*AIM*:
Copy exactly, and only, the lines from the one with "pin: the speckled" to the end of the listing; omit pictures.

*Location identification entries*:
_____

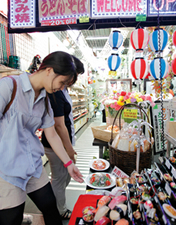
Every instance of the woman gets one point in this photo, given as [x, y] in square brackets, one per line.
[61, 104]
[21, 170]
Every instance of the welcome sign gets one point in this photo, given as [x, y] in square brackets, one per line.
[118, 8]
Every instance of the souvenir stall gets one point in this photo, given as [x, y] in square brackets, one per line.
[130, 187]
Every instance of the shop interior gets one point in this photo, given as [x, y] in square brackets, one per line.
[92, 96]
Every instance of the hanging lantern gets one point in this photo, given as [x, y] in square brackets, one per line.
[139, 68]
[154, 40]
[115, 39]
[114, 62]
[156, 65]
[139, 39]
[174, 65]
[174, 38]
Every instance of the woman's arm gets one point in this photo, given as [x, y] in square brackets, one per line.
[56, 144]
[62, 131]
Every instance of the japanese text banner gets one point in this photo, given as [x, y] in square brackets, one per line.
[60, 9]
[22, 13]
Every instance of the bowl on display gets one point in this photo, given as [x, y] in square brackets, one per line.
[100, 180]
[99, 164]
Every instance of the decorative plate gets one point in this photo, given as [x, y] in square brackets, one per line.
[112, 181]
[99, 164]
[169, 209]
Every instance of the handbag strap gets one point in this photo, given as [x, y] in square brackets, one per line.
[12, 96]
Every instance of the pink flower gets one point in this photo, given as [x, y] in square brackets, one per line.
[152, 104]
[149, 98]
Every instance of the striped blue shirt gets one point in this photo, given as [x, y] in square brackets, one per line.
[20, 148]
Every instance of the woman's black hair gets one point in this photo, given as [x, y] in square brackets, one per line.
[79, 69]
[62, 64]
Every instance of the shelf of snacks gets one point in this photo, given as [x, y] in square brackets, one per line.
[138, 199]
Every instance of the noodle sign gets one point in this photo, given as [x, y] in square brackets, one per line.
[130, 113]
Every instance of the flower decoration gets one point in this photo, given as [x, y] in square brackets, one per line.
[116, 100]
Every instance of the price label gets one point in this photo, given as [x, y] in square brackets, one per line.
[168, 190]
[164, 219]
[167, 164]
[112, 73]
[130, 113]
[156, 200]
[161, 159]
[83, 19]
[174, 172]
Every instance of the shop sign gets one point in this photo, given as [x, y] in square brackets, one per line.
[22, 13]
[165, 7]
[56, 22]
[130, 113]
[118, 8]
[62, 9]
[157, 125]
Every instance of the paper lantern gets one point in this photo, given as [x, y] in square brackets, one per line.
[155, 66]
[158, 40]
[139, 68]
[115, 39]
[174, 38]
[114, 62]
[139, 39]
[174, 65]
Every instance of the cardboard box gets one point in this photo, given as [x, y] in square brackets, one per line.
[100, 133]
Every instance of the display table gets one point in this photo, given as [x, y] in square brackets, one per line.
[83, 201]
[170, 140]
[101, 144]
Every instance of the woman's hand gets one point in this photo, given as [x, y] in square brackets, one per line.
[75, 173]
[72, 154]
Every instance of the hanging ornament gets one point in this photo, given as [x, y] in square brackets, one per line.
[139, 68]
[174, 65]
[174, 38]
[115, 39]
[157, 34]
[114, 62]
[158, 68]
[139, 39]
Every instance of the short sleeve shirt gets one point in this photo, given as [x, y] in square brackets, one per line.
[20, 148]
[61, 107]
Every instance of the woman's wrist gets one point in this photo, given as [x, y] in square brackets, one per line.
[68, 163]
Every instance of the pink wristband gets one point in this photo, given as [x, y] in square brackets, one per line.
[68, 164]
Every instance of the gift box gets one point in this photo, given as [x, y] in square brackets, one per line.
[100, 133]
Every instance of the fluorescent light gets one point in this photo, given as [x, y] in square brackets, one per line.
[97, 38]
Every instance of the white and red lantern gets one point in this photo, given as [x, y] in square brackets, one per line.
[174, 38]
[139, 39]
[174, 65]
[139, 68]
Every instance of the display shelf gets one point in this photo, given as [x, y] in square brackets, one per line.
[79, 116]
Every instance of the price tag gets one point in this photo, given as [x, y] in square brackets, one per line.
[164, 219]
[174, 172]
[129, 209]
[156, 200]
[130, 113]
[112, 73]
[131, 216]
[140, 17]
[167, 164]
[168, 190]
[161, 159]
[83, 19]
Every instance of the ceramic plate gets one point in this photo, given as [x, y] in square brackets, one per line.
[168, 212]
[113, 181]
[101, 160]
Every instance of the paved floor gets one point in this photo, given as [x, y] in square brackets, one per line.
[86, 152]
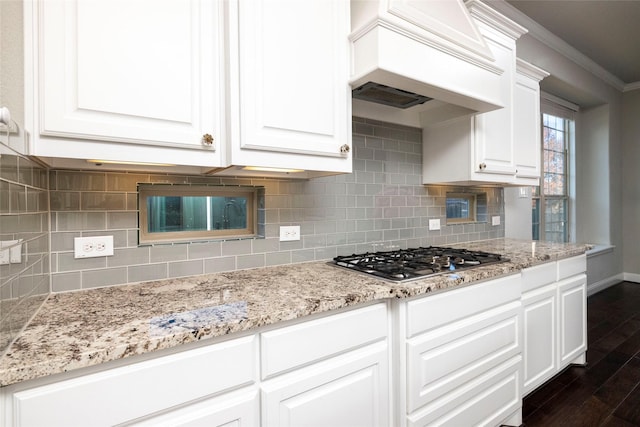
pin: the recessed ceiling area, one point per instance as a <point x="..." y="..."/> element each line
<point x="606" y="31"/>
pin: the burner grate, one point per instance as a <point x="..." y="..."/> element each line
<point x="416" y="263"/>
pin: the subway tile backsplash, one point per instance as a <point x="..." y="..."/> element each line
<point x="24" y="218"/>
<point x="381" y="202"/>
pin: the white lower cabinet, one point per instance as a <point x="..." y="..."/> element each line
<point x="126" y="394"/>
<point x="463" y="367"/>
<point x="460" y="357"/>
<point x="350" y="390"/>
<point x="554" y="301"/>
<point x="333" y="371"/>
<point x="572" y="318"/>
<point x="237" y="408"/>
<point x="540" y="325"/>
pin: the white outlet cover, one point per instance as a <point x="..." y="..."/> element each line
<point x="289" y="233"/>
<point x="11" y="255"/>
<point x="93" y="246"/>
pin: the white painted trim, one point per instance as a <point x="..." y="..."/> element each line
<point x="594" y="288"/>
<point x="557" y="100"/>
<point x="546" y="37"/>
<point x="631" y="86"/>
<point x="632" y="277"/>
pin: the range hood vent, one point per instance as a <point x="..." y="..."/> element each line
<point x="432" y="48"/>
<point x="386" y="95"/>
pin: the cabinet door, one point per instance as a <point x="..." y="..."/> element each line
<point x="240" y="408"/>
<point x="350" y="390"/>
<point x="293" y="96"/>
<point x="572" y="309"/>
<point x="494" y="130"/>
<point x="539" y="323"/>
<point x="137" y="71"/>
<point x="127" y="393"/>
<point x="448" y="358"/>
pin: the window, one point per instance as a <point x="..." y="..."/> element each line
<point x="551" y="200"/>
<point x="461" y="207"/>
<point x="170" y="213"/>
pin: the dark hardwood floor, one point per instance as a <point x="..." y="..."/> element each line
<point x="607" y="391"/>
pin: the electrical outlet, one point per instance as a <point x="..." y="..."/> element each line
<point x="94" y="246"/>
<point x="289" y="233"/>
<point x="13" y="252"/>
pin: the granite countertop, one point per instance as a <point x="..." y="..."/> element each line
<point x="85" y="328"/>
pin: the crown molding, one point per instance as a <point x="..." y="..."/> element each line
<point x="546" y="37"/>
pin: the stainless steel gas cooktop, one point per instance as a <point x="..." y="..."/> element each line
<point x="416" y="263"/>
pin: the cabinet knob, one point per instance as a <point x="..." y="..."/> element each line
<point x="207" y="139"/>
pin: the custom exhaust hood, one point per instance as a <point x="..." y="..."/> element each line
<point x="418" y="62"/>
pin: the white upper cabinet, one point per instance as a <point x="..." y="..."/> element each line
<point x="479" y="148"/>
<point x="526" y="123"/>
<point x="200" y="83"/>
<point x="290" y="100"/>
<point x="117" y="79"/>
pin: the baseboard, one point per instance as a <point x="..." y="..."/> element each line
<point x="601" y="285"/>
<point x="632" y="277"/>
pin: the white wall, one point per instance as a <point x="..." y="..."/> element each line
<point x="517" y="213"/>
<point x="598" y="149"/>
<point x="631" y="184"/>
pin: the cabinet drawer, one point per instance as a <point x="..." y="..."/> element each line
<point x="487" y="400"/>
<point x="572" y="266"/>
<point x="538" y="276"/>
<point x="290" y="347"/>
<point x="435" y="310"/>
<point x="447" y="358"/>
<point x="139" y="389"/>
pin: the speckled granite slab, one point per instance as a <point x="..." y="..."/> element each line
<point x="84" y="328"/>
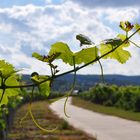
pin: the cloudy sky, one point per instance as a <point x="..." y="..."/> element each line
<point x="27" y="26"/>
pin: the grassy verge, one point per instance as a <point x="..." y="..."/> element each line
<point x="47" y="119"/>
<point x="135" y="116"/>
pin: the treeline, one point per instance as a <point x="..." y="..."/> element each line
<point x="124" y="97"/>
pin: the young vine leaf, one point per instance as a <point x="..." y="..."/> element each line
<point x="84" y="40"/>
<point x="44" y="58"/>
<point x="84" y="56"/>
<point x="119" y="54"/>
<point x="8" y="77"/>
<point x="44" y="88"/>
<point x="126" y="26"/>
<point x="137" y="26"/>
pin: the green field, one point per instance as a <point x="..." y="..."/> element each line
<point x="135" y="116"/>
<point x="47" y="119"/>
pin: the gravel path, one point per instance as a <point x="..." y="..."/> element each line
<point x="103" y="127"/>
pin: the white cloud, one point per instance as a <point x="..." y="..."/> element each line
<point x="36" y="27"/>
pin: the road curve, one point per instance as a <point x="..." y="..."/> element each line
<point x="104" y="127"/>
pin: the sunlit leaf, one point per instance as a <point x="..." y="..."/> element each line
<point x="84" y="40"/>
<point x="119" y="54"/>
<point x="86" y="55"/>
<point x="44" y="58"/>
<point x="137" y="26"/>
<point x="11" y="81"/>
<point x="126" y="26"/>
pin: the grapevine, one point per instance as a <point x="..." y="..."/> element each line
<point x="114" y="48"/>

_____

*RESULT FOR THIS EXERCISE*:
pin: the speckled granite slab, one point per instance as a <point x="..." y="..."/> element each line
<point x="84" y="328"/>
pin: the cloudy sky, one point per instance as a <point x="..." y="..."/> element each line
<point x="27" y="26"/>
pin: the grassy verge, one point per instance as a <point x="..." y="..."/> element each line
<point x="47" y="119"/>
<point x="135" y="116"/>
pin: the treeline, one point per instance as a <point x="..." y="..."/> element each line
<point x="124" y="97"/>
pin: the young vine leaf, one point per instance as a <point x="..." y="..."/> element each line
<point x="84" y="40"/>
<point x="44" y="58"/>
<point x="84" y="56"/>
<point x="119" y="54"/>
<point x="8" y="77"/>
<point x="44" y="88"/>
<point x="126" y="26"/>
<point x="137" y="26"/>
pin: the green field, one point per instance as a <point x="..." y="..."/> element each line
<point x="135" y="116"/>
<point x="47" y="119"/>
pin: the gravel path, one point per instance as a <point x="..." y="..."/> element each line
<point x="103" y="127"/>
pin: the white cloud, one point per instance as a <point x="..." y="..."/> element each line
<point x="36" y="27"/>
pin: the road curve, one point per instance as a <point x="..." y="..."/> element each line
<point x="104" y="127"/>
pin: the sunlit leaf, one point per instance as a <point x="..." y="..."/> element each line
<point x="84" y="40"/>
<point x="119" y="54"/>
<point x="86" y="55"/>
<point x="44" y="58"/>
<point x="137" y="26"/>
<point x="11" y="81"/>
<point x="126" y="26"/>
pin: the grapevine, one point per instance as a <point x="..." y="..."/> element each line
<point x="114" y="48"/>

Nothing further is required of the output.